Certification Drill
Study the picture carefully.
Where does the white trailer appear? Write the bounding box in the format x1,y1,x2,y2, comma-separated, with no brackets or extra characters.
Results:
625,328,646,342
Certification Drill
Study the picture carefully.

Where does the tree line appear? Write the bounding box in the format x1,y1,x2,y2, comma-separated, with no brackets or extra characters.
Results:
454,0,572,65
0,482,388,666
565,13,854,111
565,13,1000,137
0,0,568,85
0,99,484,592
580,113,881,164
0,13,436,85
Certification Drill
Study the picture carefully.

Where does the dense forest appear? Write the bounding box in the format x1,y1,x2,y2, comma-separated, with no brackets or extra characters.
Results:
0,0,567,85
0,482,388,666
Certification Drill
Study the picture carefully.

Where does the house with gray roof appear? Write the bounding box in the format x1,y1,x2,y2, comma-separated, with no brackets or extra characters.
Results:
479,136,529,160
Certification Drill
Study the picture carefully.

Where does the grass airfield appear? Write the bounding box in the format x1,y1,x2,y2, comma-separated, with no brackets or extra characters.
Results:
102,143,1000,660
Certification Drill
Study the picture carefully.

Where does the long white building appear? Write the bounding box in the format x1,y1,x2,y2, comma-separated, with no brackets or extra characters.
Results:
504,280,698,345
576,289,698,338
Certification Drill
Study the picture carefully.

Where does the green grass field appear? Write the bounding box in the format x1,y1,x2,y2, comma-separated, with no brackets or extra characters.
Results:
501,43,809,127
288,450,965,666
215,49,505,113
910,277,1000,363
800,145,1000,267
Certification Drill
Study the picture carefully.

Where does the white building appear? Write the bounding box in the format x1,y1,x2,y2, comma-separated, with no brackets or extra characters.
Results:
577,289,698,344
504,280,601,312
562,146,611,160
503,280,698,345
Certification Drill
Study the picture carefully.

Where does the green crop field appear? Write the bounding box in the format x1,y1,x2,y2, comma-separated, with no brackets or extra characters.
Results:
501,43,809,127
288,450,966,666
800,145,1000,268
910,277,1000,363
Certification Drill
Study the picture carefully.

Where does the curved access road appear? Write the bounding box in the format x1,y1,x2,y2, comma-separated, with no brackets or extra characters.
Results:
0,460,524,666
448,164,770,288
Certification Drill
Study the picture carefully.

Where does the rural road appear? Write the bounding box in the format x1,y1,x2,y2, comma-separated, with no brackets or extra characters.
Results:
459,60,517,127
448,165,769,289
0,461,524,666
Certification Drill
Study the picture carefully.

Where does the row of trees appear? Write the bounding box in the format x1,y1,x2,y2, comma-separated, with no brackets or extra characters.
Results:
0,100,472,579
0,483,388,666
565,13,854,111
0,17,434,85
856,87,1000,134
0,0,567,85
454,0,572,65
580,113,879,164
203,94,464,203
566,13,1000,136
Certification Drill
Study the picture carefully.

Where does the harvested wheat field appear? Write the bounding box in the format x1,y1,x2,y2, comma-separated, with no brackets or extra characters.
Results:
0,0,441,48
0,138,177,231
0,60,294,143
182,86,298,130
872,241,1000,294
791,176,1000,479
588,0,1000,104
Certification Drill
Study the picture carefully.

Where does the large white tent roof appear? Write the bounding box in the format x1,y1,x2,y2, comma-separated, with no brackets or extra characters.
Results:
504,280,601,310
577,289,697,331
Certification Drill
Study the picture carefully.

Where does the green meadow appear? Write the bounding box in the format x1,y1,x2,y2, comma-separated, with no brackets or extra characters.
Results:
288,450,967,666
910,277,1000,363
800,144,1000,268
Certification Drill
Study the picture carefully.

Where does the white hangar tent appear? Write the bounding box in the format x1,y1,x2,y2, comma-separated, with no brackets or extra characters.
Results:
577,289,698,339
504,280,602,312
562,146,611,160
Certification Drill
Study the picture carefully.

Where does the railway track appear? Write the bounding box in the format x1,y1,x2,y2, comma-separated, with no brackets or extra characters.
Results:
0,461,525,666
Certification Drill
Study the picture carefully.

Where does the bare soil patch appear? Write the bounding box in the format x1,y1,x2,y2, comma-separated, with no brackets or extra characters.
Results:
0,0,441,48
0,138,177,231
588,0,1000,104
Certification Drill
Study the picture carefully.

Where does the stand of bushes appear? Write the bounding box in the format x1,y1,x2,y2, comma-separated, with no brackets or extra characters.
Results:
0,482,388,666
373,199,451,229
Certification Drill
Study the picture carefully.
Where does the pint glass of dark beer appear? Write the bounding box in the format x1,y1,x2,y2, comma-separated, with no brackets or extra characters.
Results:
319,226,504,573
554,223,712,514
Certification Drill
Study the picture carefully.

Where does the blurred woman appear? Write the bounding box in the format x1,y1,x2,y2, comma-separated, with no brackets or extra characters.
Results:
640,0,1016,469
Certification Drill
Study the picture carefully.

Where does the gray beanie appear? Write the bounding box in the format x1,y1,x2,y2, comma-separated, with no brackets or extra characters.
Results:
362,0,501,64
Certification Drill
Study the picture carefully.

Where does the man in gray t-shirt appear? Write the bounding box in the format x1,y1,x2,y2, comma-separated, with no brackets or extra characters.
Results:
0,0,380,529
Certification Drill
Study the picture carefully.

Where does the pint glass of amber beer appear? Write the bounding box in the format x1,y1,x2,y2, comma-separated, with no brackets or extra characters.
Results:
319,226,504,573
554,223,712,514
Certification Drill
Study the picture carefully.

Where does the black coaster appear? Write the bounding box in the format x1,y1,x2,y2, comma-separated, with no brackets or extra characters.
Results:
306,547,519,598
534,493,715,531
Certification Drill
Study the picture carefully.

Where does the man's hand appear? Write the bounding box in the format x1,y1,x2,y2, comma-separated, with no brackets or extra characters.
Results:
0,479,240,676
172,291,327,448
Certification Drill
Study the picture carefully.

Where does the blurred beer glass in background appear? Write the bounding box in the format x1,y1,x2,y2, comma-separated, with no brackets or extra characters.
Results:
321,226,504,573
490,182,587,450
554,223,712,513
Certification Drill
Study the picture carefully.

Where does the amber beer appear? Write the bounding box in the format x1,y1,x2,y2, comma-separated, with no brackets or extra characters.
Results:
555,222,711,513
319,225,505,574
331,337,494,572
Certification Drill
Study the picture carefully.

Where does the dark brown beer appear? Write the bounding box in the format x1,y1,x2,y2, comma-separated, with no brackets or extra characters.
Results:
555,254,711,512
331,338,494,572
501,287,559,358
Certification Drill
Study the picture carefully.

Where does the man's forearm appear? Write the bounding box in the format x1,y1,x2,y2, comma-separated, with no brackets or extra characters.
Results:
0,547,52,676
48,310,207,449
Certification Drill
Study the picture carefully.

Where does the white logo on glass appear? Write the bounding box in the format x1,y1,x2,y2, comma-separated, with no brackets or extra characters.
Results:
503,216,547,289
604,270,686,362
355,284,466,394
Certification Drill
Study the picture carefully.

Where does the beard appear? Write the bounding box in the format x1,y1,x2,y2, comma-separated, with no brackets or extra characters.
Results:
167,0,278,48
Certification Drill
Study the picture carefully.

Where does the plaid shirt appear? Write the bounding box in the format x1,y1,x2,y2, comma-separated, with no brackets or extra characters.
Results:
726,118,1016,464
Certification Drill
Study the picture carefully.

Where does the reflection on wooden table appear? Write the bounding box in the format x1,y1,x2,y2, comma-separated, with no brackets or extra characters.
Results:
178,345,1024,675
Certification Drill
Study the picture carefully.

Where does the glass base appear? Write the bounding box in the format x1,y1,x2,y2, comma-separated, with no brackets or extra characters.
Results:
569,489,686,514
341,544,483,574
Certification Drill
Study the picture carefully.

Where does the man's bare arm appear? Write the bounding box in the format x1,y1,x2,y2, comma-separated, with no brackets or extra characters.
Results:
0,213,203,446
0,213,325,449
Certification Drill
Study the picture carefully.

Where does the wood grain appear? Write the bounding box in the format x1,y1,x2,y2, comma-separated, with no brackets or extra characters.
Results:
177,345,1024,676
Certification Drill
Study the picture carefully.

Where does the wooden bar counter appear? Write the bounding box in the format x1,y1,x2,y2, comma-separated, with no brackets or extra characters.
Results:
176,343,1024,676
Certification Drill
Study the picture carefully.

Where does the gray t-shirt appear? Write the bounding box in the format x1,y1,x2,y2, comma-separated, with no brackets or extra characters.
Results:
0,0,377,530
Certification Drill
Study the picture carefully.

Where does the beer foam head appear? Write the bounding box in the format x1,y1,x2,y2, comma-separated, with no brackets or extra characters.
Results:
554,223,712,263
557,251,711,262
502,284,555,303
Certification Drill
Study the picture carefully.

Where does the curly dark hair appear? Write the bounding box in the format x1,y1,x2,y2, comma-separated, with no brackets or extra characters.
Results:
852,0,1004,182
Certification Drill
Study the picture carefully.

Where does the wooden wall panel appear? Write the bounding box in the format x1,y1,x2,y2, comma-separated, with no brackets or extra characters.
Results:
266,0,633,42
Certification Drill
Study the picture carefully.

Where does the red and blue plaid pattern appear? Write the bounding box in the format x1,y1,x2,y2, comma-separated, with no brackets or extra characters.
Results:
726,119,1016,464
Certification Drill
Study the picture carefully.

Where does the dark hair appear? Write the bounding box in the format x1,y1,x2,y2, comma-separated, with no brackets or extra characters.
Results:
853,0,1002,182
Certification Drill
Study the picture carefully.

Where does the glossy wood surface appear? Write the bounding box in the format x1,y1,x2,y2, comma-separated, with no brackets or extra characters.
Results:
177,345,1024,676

• • • • • • •

Short exercise: Quote the items above word for word, from their first line through the line containing "625,328,646,342", including both of those lines.

Response to this exercise:
Certification Drill
Study the picture carefully.
Where does the white trailer appear? Write the bounding box in the format x1,y1,x2,y2, comma-separated, with no brackets or extra characters.
Results:
625,328,646,342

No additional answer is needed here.